What is wanted is an exact copy of all the entries.

(Beginning of Supplied records)

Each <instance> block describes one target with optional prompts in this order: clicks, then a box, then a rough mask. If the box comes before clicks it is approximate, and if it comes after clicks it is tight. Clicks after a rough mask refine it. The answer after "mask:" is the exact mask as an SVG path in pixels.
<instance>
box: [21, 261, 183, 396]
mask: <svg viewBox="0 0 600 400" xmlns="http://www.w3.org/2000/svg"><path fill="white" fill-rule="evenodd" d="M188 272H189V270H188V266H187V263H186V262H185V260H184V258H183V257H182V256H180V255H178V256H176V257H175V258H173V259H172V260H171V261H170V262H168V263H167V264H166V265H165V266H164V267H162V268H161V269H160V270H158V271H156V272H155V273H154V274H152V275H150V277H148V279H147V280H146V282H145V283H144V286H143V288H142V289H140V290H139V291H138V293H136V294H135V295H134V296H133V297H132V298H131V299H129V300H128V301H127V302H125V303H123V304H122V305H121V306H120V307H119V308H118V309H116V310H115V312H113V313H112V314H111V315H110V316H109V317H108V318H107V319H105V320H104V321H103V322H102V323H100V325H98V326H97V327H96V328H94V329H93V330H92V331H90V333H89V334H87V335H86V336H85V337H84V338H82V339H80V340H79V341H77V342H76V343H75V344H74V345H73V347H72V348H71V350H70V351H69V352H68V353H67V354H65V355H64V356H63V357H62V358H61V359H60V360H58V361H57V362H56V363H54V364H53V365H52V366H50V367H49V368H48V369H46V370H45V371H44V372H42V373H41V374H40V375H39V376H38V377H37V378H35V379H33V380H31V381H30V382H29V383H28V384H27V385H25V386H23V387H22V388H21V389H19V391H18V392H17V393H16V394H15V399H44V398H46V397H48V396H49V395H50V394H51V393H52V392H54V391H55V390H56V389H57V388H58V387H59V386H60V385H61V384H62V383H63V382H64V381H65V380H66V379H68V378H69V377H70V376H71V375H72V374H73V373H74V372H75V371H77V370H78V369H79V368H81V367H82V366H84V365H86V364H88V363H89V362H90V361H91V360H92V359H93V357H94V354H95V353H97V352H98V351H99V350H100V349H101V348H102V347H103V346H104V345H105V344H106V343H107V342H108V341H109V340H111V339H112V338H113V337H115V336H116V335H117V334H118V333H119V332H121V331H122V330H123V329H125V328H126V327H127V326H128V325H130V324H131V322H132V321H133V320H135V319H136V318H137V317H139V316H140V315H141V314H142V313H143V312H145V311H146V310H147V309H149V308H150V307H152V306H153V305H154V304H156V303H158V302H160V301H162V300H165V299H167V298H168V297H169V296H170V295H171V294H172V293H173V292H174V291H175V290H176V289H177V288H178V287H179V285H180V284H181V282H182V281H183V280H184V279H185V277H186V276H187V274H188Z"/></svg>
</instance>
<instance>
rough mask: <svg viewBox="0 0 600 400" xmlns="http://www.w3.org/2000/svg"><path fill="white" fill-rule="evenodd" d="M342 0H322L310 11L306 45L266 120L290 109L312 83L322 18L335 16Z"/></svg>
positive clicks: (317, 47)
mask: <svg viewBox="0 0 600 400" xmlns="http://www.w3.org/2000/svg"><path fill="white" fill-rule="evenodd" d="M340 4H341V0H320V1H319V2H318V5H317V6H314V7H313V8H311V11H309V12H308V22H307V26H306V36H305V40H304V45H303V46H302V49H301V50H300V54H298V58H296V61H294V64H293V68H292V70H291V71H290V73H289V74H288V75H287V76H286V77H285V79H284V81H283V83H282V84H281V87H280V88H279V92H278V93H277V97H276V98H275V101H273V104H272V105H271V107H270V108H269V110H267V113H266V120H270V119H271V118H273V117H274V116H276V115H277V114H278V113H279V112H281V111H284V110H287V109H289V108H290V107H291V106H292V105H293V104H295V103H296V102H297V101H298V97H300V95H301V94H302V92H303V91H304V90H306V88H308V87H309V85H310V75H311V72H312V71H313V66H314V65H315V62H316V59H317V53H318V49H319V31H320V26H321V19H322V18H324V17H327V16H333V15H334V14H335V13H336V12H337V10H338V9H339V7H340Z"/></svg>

(End of Supplied records)

*Answer area*.
Each <instance> block describes one target with optional prompts in this order: clicks, then a box, then a rough mask. If the box comes before clicks it is approximate, and if it comes after clicks it is tight. Clicks after a rough mask refine it. The answer after "mask:" is the exact mask as an SVG path in pixels.
<instance>
box: [21, 261, 183, 396]
mask: <svg viewBox="0 0 600 400" xmlns="http://www.w3.org/2000/svg"><path fill="white" fill-rule="evenodd" d="M188 272H189V270H188V266H187V263H186V262H185V260H184V258H183V257H182V256H180V255H178V256H176V257H175V258H173V259H172V260H171V261H170V262H168V263H167V264H166V265H165V266H164V267H162V268H161V269H160V270H158V271H156V272H155V273H154V274H152V275H150V277H148V279H147V280H146V282H145V283H144V286H143V288H142V289H140V290H139V291H138V293H136V294H135V295H134V296H133V297H132V298H131V299H129V300H128V301H127V302H125V303H123V304H122V305H121V306H120V307H119V308H118V309H116V310H115V312H113V313H112V314H111V315H110V316H109V317H108V318H107V319H105V320H104V321H103V322H102V323H100V325H98V326H97V327H96V328H94V329H93V330H92V331H90V333H89V334H87V335H86V336H85V337H84V338H82V339H80V340H79V341H77V342H76V343H75V344H74V345H73V347H72V348H71V350H70V351H69V352H68V353H67V354H65V355H64V356H63V357H62V358H61V359H60V360H58V361H57V362H56V363H54V364H53V365H52V366H50V367H49V368H48V369H46V370H45V371H44V372H42V373H41V374H40V375H39V376H38V377H37V378H35V379H33V380H31V381H30V382H29V383H28V384H27V385H25V386H23V387H22V388H21V389H19V391H18V392H17V393H16V394H15V399H44V398H46V397H48V396H49V395H50V394H51V393H52V392H54V391H55V390H56V389H57V388H58V387H59V386H60V385H61V384H62V383H63V382H64V381H65V380H66V379H68V378H69V377H70V376H71V375H72V374H73V373H74V372H75V371H77V370H78V369H79V368H81V367H82V366H84V365H86V364H88V363H89V362H90V361H91V360H92V359H93V357H94V354H95V353H97V352H98V351H99V350H100V349H101V348H102V347H103V346H104V345H105V344H106V343H107V342H108V341H109V340H111V339H112V338H113V337H115V336H116V335H117V334H118V333H119V332H121V331H122V330H123V329H125V328H126V327H127V326H128V325H130V324H131V322H132V321H133V320H135V319H136V318H137V317H139V316H140V315H141V314H142V313H143V312H145V311H146V310H147V309H149V308H150V307H152V306H153V305H154V304H156V303H158V302H160V301H162V300H165V299H167V298H168V297H169V296H170V295H171V294H172V293H173V292H174V291H175V290H176V289H177V288H178V287H179V285H180V284H181V282H182V281H183V280H184V279H185V277H186V276H187V274H188Z"/></svg>
</instance>
<instance>
rough mask: <svg viewBox="0 0 600 400" xmlns="http://www.w3.org/2000/svg"><path fill="white" fill-rule="evenodd" d="M342 0H322L310 11L306 45L266 120L290 109L312 83L322 18L335 16Z"/></svg>
positive clicks: (317, 47)
mask: <svg viewBox="0 0 600 400" xmlns="http://www.w3.org/2000/svg"><path fill="white" fill-rule="evenodd" d="M340 4H341V0H320V1H319V2H318V5H317V6H314V7H313V8H311V11H309V12H308V22H307V26H306V36H305V40H304V45H303V46H302V49H301V50H300V54H298V58H296V61H294V64H293V68H292V70H291V71H290V73H289V74H288V75H287V76H286V77H285V79H284V81H283V83H282V84H281V87H280V88H279V92H278V93H277V97H276V98H275V101H273V104H272V105H271V107H270V108H269V110H267V113H266V120H270V119H271V118H273V117H274V116H276V115H277V114H278V113H279V112H281V111H284V110H287V109H289V108H290V107H291V106H292V105H293V104H295V103H296V102H297V101H298V97H300V95H301V94H302V92H303V91H304V90H306V88H308V87H309V85H310V75H311V72H312V71H313V66H314V65H315V62H316V59H317V53H318V49H319V31H320V26H321V19H322V18H324V17H327V16H333V15H334V14H335V13H336V12H337V10H338V9H339V7H340Z"/></svg>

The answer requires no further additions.